■ KUMPULAN TUGAS:
1. Menurut kutipan, berapa nama calon pimpinan KPK yang saat ini sedang digodok DPR?
2. Ringkaslah kutipan dalam dua kalimat.
3. Teruskan kutipan tentang Firli dan pimpinan KPK mulai setelah kalimat terakhirnya.

Namun hingga saat ini, status TGB Zainul Majdi bukan tersangka dan KPK masih terus menyelidiki kasus yang menimpa mantan Gubernur NTB tersebut.
Firli menyayangkan para pimpinan KPK melakukan konferensi pers (Konpers) terkait berita bohong dimaba seakan ingin menjelekkan namanya di depan masyarakat dan DPR yang saat ini tengah menggodok 10 nama calon pimpinan (Capim) Komisi Pemberantasan Korupsi (KPK) pilihan Panitia Seleksi (Pansel) Capim KPK.
Semua hal terkait aktivitasnya saat menjabat sebagai Deputi Penindakan telah diutarakan kepada Pansel Capim KPK dan sudah pula disampaikan pada uji publik yang telah dilakukan beberapa hari lalu.

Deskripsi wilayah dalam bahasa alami
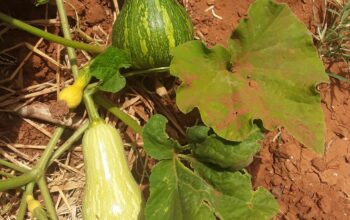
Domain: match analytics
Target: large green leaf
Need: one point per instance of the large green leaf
(269, 72)
(105, 67)
(227, 154)
(156, 142)
(177, 193)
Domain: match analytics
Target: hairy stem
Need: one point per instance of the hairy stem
(50, 207)
(152, 70)
(23, 206)
(65, 29)
(89, 103)
(51, 37)
(18, 181)
(105, 103)
(13, 166)
(65, 147)
(45, 158)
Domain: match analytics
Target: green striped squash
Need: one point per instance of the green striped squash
(148, 29)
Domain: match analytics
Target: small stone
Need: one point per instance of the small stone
(319, 164)
(205, 31)
(210, 2)
(276, 180)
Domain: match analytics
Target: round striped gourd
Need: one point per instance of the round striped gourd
(148, 29)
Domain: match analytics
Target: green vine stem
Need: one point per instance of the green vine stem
(89, 102)
(50, 207)
(45, 158)
(51, 37)
(23, 206)
(8, 175)
(69, 142)
(18, 181)
(152, 70)
(65, 29)
(105, 103)
(13, 166)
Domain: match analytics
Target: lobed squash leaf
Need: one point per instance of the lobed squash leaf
(106, 66)
(269, 72)
(208, 147)
(179, 193)
(156, 142)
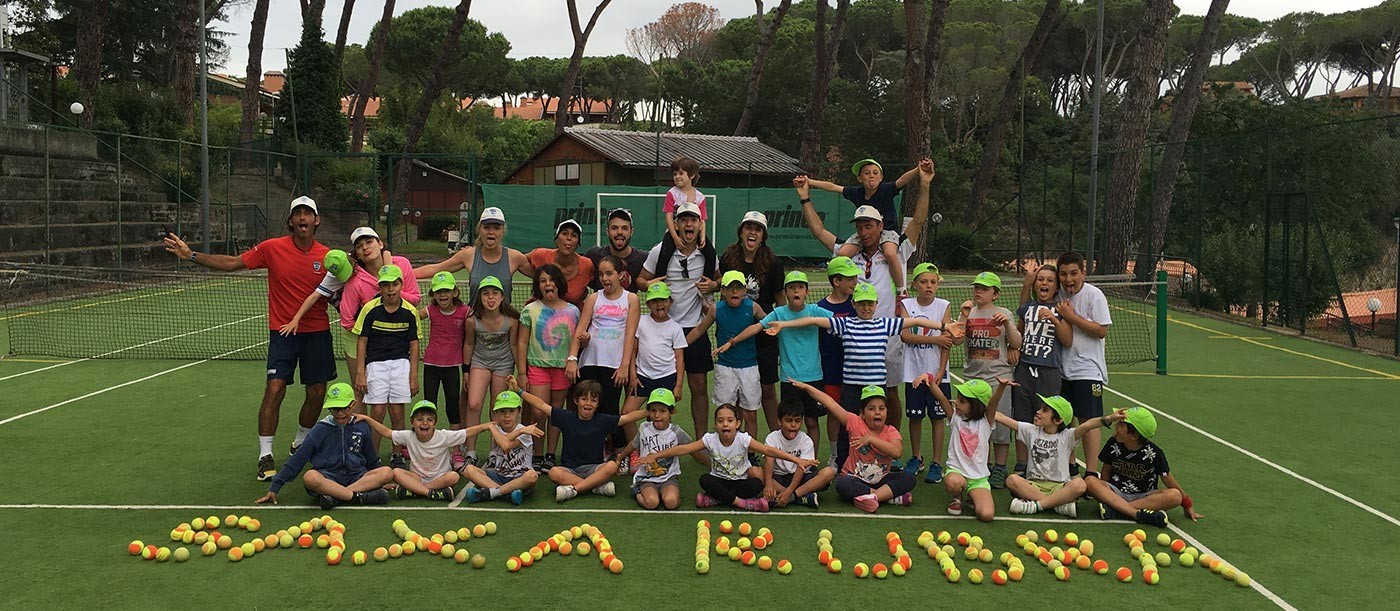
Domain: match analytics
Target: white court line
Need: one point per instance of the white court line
(139, 345)
(125, 384)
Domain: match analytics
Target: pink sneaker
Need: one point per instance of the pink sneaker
(867, 503)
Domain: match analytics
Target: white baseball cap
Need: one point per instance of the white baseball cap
(867, 212)
(303, 201)
(363, 231)
(493, 215)
(753, 216)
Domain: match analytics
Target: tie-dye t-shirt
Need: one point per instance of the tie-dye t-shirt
(552, 331)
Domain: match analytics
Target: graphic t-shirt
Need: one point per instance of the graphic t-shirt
(1134, 471)
(552, 332)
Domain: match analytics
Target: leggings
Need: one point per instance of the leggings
(611, 400)
(850, 486)
(451, 380)
(725, 491)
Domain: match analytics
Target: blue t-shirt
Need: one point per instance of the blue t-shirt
(583, 439)
(798, 355)
(830, 345)
(882, 201)
(730, 321)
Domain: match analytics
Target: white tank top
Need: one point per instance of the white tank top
(605, 332)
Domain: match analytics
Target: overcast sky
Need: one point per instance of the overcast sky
(541, 27)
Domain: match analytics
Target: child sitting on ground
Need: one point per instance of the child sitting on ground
(508, 470)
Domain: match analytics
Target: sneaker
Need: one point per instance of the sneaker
(867, 503)
(998, 477)
(266, 468)
(1147, 516)
(563, 493)
(935, 474)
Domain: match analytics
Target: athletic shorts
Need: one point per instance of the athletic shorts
(699, 358)
(1085, 395)
(387, 381)
(553, 377)
(737, 386)
(314, 352)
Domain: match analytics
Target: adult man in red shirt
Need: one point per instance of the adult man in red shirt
(294, 268)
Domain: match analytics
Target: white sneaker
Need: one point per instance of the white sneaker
(563, 493)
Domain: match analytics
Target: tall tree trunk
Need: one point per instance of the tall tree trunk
(1126, 177)
(760, 58)
(367, 86)
(347, 9)
(252, 81)
(1183, 110)
(825, 46)
(576, 60)
(87, 66)
(997, 133)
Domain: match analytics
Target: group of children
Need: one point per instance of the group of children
(833, 362)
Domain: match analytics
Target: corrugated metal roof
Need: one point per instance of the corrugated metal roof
(714, 153)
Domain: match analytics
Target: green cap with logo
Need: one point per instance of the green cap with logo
(987, 279)
(658, 290)
(662, 395)
(1060, 405)
(507, 400)
(1143, 421)
(842, 266)
(794, 276)
(339, 397)
(975, 390)
(338, 264)
(443, 280)
(731, 276)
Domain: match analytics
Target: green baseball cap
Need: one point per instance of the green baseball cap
(1143, 421)
(1060, 405)
(864, 163)
(338, 264)
(658, 290)
(339, 397)
(507, 400)
(389, 273)
(490, 282)
(662, 395)
(975, 388)
(731, 276)
(924, 268)
(842, 266)
(443, 280)
(794, 276)
(987, 279)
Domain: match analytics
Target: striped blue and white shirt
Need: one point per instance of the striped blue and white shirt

■ JAWABAN KEGIATAN:
1. Sepuluh nama calon pimpinan KPK pilihan Pansel Capim KPK.

2. Hingga saat ini TGB Zainul Majdi bukan tersangka, dan KPK masih menyelidiki kasus yang menimpa mantan Gubernur NTB tersebut. Firli menyayangkan konferensi pers pimpinan KPK terkait berita bohong yang seakan ingin menjelekkan namanya, sedangkan semua hal terkait aktivitasnya sebagai Deputi Penindakan telah disampaikan kepada Pansel Capim KPK dan dalam uji publik.

3.
“Saya tidak ingin terus dikatakan saya melanggar kode etik. Intinya semua sudah diklarifikasi dan saya mengatakan kepada pansel Jika saya memang tidak memenuhi syarat maka jangan diluluskan. Sekarang saya serahkan semuanya ke DPR,” tutup jenderal bintang dua ini.
Lima Capim KPK
Uji kepatutan dan kelayakan Calon Pimpinan (Capim) Komisi Pemberantasan Korupsi (KPK) kali ini dilakukan terhadap lima orang, masing-masing Alexander Marwata (Komisioner KPK), Firli Bahuri (Anggota Polri), Johanis Tanak (Jaksa), Luthfi Jayadi Kurnaiwan (Dosen) dan Roby Arya Brata (PNS Sekretariat Kabinet).
Pada kesempatan pertama, calon petahana Alexander Marwata mendapat giliran menjelaskan makalahnya. Dalam pemberian paparannya, Alexander Marwata menegaskan, jika kembali terpilih menjadi pimpinan KPK dirinya akan fokus membenahi manajemen di internal KPK.
Sebelumnya, pada Rabu (11/9/19) Komisi III DPR RI telah melakukan uji kepatutan dan kelayakan terhadap lima Capim KPK. Masing-masing terhadap Nawawi Pomolango, Lili Pintauli Siregar, Sigit Danang Joyo, Nurul Ghufron dan I Nyoman Wara.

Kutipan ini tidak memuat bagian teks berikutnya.